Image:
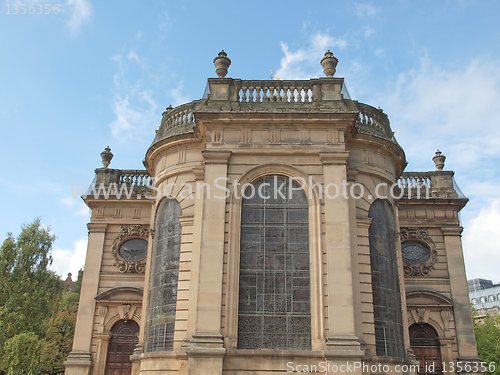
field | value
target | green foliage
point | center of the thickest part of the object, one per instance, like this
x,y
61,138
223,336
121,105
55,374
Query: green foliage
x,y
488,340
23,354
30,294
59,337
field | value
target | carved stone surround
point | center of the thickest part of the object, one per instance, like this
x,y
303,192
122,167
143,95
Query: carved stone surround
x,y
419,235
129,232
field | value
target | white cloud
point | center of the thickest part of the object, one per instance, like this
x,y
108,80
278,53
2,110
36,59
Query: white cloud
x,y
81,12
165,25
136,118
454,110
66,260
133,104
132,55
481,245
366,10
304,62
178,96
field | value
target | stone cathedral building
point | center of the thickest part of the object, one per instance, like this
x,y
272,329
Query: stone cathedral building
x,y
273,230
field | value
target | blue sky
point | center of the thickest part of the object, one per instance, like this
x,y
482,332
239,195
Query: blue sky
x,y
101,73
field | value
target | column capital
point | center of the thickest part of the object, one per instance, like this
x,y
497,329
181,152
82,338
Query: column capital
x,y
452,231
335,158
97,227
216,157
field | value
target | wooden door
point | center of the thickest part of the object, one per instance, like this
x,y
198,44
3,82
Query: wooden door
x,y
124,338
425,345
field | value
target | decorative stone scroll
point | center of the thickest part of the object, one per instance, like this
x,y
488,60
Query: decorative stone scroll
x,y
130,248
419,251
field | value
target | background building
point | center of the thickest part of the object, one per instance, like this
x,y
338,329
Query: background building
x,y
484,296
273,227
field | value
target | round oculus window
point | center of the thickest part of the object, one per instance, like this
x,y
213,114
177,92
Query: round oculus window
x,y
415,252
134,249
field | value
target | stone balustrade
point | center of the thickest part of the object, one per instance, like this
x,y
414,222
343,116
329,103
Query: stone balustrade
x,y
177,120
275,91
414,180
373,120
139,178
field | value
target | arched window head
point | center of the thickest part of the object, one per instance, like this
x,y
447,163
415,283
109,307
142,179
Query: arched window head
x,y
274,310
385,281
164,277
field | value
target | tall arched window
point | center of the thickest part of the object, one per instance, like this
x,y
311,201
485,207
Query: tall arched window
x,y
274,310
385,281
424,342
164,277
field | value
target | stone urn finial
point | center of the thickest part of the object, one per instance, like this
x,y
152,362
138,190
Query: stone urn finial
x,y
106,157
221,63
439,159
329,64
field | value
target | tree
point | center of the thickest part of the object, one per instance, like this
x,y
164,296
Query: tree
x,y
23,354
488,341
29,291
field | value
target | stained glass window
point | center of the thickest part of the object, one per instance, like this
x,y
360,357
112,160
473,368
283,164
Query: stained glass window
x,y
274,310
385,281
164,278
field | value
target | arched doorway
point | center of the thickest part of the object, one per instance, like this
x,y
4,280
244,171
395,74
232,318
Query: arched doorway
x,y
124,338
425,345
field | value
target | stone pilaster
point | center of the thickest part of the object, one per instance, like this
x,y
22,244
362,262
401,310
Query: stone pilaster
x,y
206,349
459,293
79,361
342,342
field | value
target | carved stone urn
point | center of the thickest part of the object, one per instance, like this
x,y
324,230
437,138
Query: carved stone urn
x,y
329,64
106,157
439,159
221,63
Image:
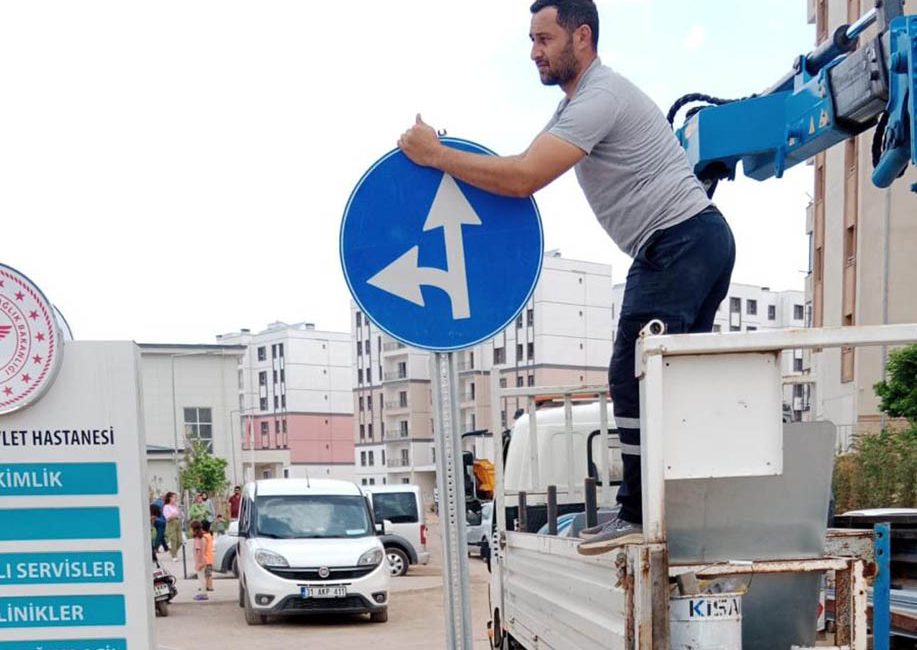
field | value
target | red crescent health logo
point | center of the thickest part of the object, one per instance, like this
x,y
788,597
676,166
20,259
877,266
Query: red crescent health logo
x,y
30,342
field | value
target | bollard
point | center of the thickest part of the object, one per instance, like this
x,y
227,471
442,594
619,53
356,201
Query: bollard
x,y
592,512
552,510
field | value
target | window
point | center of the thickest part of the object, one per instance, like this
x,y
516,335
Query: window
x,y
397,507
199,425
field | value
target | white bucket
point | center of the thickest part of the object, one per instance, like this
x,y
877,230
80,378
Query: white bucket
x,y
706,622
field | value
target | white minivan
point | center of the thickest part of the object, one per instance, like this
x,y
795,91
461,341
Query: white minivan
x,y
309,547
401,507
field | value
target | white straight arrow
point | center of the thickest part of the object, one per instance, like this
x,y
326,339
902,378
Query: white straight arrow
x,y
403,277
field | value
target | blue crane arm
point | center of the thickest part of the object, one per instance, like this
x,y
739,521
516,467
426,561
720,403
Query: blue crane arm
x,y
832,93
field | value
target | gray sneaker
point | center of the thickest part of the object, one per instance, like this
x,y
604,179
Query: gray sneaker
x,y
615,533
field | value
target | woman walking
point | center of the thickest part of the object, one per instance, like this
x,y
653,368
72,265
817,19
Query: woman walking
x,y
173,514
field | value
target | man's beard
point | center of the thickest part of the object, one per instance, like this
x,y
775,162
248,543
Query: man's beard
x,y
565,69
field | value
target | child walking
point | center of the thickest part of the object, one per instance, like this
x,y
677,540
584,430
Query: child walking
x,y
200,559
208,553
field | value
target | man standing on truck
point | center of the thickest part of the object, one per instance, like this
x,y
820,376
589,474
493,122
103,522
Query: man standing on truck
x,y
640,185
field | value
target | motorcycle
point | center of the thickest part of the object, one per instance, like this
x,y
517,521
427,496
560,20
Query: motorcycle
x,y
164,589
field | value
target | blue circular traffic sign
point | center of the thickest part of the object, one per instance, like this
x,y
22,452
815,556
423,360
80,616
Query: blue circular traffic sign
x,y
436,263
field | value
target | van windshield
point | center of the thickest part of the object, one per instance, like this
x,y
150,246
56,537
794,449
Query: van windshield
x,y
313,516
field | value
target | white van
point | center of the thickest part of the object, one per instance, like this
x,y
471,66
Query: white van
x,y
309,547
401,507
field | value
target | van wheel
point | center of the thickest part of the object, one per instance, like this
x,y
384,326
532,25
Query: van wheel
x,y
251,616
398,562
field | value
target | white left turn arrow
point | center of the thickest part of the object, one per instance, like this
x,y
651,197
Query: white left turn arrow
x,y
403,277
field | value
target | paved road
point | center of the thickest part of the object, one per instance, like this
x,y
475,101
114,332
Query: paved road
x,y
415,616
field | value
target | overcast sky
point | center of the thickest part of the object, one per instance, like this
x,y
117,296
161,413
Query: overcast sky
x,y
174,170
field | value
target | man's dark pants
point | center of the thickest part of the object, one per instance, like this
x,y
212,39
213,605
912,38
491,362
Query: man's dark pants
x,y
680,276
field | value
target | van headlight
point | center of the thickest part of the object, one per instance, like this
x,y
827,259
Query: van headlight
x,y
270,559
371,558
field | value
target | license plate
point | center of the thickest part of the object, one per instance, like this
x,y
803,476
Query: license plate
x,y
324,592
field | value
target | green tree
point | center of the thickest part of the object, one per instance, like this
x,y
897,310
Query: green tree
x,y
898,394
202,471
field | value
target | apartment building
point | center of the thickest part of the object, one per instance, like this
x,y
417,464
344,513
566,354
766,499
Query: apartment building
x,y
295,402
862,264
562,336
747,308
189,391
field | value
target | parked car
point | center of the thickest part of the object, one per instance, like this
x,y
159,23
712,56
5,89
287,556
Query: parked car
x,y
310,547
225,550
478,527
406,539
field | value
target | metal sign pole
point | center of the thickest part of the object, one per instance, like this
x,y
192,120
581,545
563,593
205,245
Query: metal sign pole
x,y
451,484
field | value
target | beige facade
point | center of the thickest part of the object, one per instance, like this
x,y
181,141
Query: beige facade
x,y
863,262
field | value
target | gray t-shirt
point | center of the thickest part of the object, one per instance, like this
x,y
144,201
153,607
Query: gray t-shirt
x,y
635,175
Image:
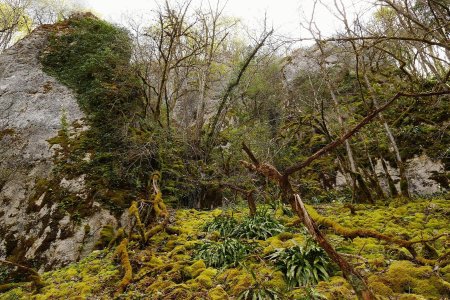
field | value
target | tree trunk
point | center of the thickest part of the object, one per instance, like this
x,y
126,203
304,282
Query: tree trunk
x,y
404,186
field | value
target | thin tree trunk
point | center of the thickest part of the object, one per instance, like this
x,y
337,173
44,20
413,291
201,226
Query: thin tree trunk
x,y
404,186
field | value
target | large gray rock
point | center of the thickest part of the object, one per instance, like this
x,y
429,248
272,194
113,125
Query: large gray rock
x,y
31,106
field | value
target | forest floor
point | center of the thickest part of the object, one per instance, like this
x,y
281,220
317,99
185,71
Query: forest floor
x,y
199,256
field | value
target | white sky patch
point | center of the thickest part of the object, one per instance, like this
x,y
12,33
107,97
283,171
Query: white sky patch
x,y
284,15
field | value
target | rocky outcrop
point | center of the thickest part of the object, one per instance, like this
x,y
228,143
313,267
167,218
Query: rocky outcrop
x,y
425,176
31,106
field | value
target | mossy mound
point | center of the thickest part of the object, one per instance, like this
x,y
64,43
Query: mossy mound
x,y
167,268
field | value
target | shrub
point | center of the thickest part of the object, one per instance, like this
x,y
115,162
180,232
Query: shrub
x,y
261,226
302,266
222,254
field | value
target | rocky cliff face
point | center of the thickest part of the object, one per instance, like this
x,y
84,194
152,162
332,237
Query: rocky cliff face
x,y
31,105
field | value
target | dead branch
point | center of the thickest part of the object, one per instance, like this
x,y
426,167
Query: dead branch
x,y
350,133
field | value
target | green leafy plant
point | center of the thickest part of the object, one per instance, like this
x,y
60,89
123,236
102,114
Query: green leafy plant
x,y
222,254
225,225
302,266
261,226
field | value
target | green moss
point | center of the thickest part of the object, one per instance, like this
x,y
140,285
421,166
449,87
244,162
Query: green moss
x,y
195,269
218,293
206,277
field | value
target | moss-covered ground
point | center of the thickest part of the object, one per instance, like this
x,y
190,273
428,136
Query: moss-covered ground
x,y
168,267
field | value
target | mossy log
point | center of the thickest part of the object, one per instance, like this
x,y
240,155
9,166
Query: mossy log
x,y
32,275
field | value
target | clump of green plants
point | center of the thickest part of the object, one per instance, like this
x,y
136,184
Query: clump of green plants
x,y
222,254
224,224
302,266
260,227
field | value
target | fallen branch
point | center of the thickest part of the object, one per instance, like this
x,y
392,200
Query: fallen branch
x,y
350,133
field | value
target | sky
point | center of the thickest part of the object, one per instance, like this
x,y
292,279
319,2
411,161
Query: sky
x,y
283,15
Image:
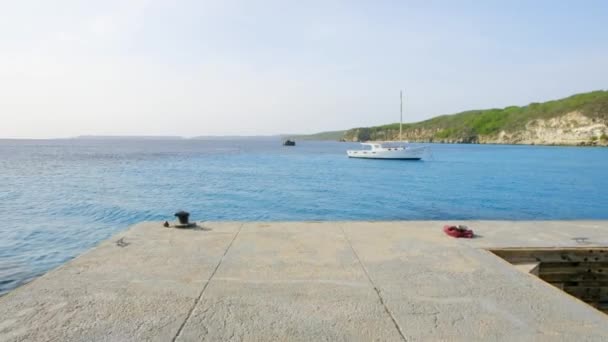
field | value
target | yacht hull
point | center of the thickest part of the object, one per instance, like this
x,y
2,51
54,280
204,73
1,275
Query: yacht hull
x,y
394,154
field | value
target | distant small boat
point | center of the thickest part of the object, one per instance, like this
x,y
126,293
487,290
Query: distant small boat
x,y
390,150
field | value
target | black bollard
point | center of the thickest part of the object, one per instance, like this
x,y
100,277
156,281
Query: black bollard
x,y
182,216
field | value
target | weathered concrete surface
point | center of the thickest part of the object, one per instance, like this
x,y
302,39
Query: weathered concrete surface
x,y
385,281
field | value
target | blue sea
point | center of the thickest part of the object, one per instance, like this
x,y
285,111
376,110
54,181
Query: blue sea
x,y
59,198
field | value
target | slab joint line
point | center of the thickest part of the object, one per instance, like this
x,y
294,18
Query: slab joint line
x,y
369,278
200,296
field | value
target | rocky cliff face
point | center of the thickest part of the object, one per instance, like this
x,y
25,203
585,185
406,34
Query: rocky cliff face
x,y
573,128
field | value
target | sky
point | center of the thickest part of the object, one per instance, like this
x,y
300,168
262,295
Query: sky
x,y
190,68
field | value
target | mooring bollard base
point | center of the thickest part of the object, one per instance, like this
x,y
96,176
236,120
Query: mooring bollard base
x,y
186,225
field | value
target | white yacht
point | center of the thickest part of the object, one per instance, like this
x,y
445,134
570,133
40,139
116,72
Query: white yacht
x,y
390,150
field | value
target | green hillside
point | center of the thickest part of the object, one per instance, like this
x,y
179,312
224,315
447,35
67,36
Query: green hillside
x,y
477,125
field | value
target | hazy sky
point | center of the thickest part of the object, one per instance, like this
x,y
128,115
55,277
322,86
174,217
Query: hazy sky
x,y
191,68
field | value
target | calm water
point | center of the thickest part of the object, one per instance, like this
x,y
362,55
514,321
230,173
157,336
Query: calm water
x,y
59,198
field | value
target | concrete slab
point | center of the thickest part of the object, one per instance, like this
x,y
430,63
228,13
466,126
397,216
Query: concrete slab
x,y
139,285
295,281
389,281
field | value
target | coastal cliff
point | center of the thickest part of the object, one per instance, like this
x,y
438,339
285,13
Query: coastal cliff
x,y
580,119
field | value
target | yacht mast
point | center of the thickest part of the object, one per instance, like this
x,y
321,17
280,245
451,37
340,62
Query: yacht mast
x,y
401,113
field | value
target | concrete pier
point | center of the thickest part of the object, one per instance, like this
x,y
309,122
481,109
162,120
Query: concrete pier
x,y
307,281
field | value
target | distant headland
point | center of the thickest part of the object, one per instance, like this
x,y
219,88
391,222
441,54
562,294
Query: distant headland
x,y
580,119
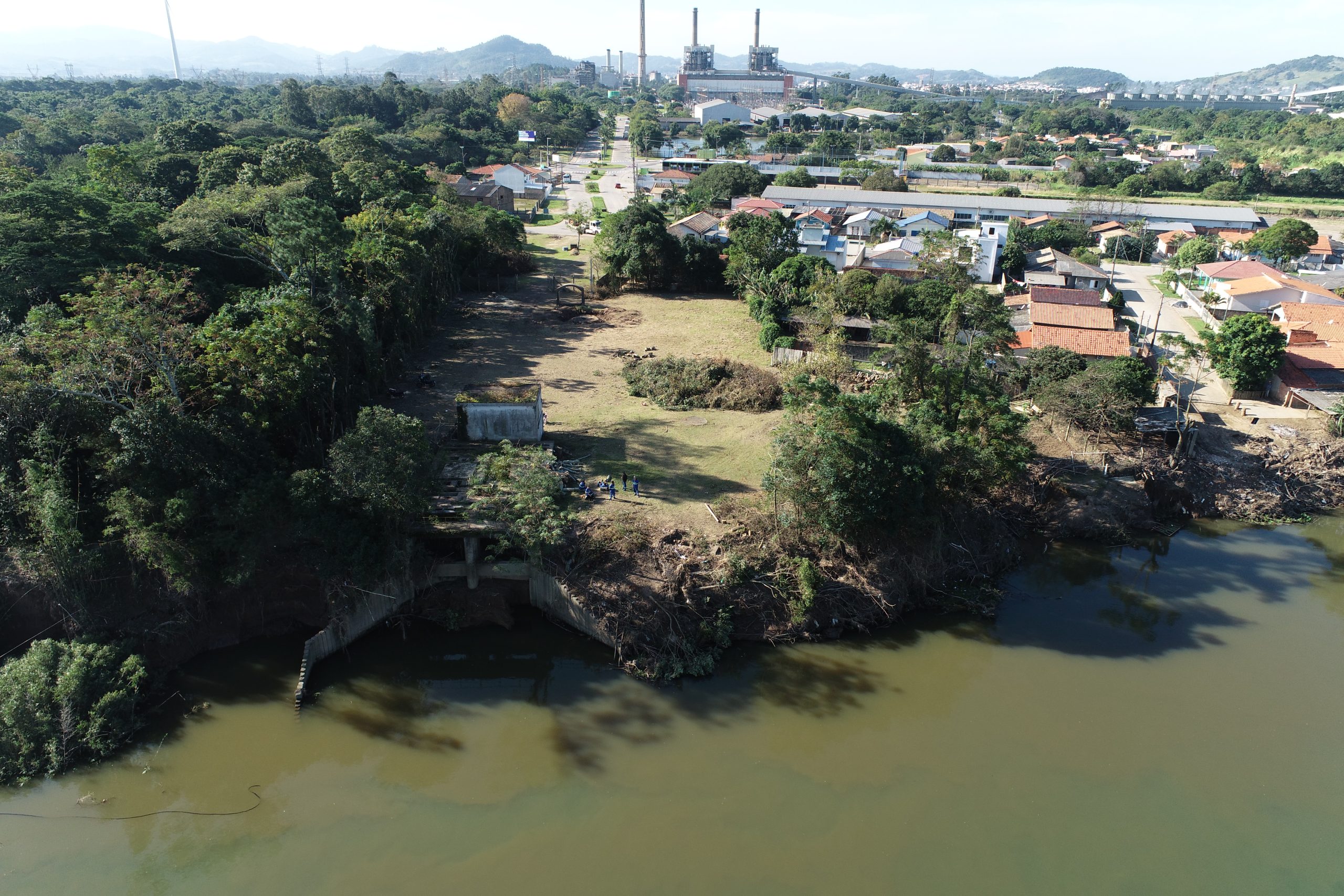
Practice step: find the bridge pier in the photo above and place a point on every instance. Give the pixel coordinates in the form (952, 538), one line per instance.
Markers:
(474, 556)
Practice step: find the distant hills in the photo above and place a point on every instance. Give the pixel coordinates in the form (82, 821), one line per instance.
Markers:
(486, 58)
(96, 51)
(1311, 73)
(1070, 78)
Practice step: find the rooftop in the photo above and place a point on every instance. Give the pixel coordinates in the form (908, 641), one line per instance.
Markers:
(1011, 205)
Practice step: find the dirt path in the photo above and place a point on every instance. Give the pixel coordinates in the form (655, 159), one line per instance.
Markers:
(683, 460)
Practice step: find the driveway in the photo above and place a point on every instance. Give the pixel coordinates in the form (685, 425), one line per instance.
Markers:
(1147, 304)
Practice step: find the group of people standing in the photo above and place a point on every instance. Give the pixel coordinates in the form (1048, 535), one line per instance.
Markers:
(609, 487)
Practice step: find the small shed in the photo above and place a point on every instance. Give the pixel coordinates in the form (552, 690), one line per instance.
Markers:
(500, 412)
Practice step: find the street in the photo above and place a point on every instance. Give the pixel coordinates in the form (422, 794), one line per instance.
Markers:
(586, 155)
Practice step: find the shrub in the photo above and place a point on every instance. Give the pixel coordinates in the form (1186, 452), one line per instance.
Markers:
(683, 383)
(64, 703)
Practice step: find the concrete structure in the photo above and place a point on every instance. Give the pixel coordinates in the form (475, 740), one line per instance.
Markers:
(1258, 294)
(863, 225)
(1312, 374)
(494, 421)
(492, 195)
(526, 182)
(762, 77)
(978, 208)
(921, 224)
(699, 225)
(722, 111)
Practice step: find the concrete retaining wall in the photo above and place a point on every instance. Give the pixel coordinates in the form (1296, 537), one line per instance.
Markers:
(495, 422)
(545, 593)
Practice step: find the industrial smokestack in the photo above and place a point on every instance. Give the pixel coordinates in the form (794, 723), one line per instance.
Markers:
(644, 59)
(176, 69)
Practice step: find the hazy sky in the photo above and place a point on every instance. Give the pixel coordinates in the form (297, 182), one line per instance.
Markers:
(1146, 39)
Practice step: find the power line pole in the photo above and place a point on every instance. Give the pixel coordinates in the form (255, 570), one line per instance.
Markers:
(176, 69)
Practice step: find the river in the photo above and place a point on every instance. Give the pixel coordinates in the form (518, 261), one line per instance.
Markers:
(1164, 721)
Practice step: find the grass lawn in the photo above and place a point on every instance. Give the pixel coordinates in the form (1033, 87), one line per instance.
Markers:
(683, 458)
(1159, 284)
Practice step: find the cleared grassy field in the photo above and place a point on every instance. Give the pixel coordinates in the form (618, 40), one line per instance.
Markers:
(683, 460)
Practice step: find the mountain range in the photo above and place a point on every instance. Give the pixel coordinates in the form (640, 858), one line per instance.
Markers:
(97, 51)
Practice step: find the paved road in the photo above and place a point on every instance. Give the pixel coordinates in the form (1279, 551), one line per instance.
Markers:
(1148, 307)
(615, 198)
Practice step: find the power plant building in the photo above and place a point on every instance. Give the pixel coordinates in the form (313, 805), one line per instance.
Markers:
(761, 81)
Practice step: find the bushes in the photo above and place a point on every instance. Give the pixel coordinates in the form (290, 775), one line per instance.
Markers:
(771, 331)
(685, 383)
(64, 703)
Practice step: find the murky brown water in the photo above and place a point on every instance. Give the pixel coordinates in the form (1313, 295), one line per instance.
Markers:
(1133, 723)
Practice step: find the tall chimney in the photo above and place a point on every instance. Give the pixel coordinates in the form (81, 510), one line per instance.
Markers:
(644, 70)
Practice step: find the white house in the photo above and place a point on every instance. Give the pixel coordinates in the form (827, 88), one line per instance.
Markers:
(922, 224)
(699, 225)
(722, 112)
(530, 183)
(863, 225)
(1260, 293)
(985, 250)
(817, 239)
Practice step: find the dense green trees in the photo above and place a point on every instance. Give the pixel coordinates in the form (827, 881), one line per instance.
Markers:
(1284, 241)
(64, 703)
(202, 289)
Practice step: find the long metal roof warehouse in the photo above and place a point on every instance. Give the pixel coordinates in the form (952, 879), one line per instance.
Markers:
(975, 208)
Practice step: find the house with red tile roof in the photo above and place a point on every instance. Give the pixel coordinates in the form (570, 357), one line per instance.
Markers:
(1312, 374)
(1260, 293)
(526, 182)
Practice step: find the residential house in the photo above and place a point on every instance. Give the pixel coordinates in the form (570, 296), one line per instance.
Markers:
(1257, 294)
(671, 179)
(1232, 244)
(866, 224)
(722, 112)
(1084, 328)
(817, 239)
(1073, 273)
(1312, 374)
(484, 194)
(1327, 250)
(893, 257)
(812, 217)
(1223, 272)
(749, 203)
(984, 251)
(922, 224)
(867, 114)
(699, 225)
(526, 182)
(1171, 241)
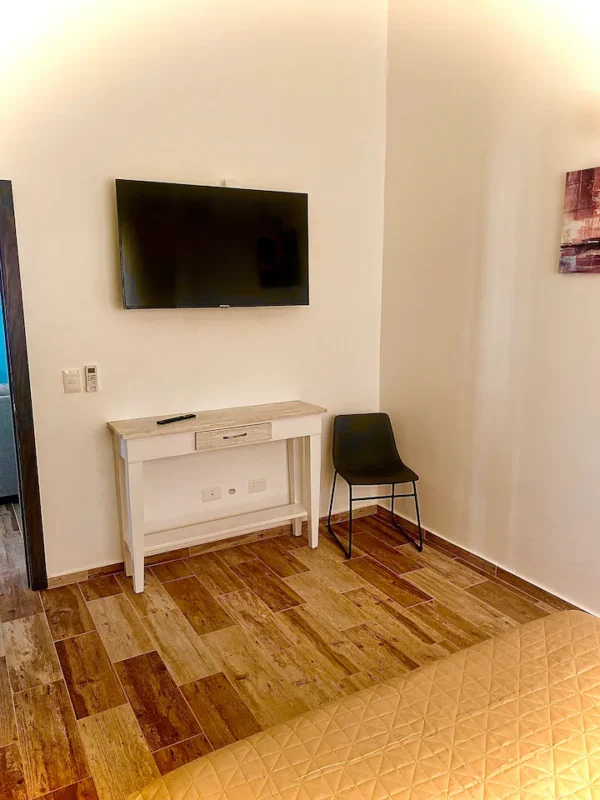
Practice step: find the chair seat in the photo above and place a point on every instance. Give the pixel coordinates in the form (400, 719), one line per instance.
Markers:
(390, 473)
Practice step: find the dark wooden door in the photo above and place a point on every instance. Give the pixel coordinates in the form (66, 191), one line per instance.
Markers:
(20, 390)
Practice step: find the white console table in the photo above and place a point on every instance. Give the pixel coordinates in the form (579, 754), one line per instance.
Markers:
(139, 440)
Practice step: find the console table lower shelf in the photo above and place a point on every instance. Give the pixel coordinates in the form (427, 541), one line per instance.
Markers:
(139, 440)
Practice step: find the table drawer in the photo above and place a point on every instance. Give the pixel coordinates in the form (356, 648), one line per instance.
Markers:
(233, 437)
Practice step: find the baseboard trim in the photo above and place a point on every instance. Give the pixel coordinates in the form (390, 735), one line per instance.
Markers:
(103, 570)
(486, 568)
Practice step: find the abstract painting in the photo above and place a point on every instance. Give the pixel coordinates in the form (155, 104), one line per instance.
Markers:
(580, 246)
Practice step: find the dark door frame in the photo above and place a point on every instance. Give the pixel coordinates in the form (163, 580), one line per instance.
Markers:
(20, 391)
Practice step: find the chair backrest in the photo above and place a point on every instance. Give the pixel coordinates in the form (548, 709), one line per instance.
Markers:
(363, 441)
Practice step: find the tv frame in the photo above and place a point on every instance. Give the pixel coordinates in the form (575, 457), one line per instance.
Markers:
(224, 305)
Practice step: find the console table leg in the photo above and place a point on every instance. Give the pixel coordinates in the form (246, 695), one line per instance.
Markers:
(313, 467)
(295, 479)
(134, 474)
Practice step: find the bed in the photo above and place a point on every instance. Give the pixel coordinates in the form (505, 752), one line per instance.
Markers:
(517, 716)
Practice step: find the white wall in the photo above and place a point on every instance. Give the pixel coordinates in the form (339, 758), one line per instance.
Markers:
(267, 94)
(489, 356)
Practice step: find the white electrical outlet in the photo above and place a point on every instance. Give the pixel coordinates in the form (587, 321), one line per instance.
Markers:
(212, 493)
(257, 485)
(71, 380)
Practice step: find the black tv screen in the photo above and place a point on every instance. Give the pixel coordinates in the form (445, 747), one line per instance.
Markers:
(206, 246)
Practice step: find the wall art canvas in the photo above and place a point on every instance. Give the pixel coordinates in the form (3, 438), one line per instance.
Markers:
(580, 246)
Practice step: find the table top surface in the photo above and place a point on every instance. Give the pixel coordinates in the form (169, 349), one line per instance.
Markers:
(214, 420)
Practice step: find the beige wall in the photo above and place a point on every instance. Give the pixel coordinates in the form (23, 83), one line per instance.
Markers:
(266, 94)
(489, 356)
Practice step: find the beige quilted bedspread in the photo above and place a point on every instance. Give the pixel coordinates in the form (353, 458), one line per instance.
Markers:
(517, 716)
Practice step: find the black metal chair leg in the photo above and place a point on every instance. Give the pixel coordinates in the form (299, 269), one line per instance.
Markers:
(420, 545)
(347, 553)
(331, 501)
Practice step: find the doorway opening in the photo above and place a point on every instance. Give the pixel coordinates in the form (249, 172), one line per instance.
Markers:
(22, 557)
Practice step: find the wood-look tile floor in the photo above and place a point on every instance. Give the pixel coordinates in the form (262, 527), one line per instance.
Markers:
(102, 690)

» **Assignment**
The range runs from the line above containing "target | green moss" to the line containing "target | moss-covered ground", inclusive. Restate those lines word for word and no others.

» **Completed task**
target | green moss
point | center of the thickest part of the object, one per instance, like this
x,y
140,285
421,166
449,87
244,162
Query: green moss
x,y
195,269
218,293
206,277
field | value
target | moss-covered ground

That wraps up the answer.